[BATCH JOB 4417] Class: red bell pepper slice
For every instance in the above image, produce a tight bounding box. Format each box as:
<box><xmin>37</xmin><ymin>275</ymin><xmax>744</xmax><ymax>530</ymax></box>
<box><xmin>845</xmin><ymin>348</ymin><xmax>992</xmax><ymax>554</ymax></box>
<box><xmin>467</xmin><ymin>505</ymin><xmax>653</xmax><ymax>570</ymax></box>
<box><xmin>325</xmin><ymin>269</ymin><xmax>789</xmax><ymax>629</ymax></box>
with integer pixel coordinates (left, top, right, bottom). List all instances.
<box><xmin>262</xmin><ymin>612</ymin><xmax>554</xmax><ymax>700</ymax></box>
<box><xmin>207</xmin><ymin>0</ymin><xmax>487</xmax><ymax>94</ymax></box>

• [Instructions to follow]: From the line that contains "with integer pixel" through the last line of the listing, every line is to be restated word for word, both ends included.

• [Answer box]:
with integer pixel coordinates (left, top, right, bottom). List all instances.
<box><xmin>262</xmin><ymin>612</ymin><xmax>554</xmax><ymax>700</ymax></box>
<box><xmin>207</xmin><ymin>0</ymin><xmax>487</xmax><ymax>94</ymax></box>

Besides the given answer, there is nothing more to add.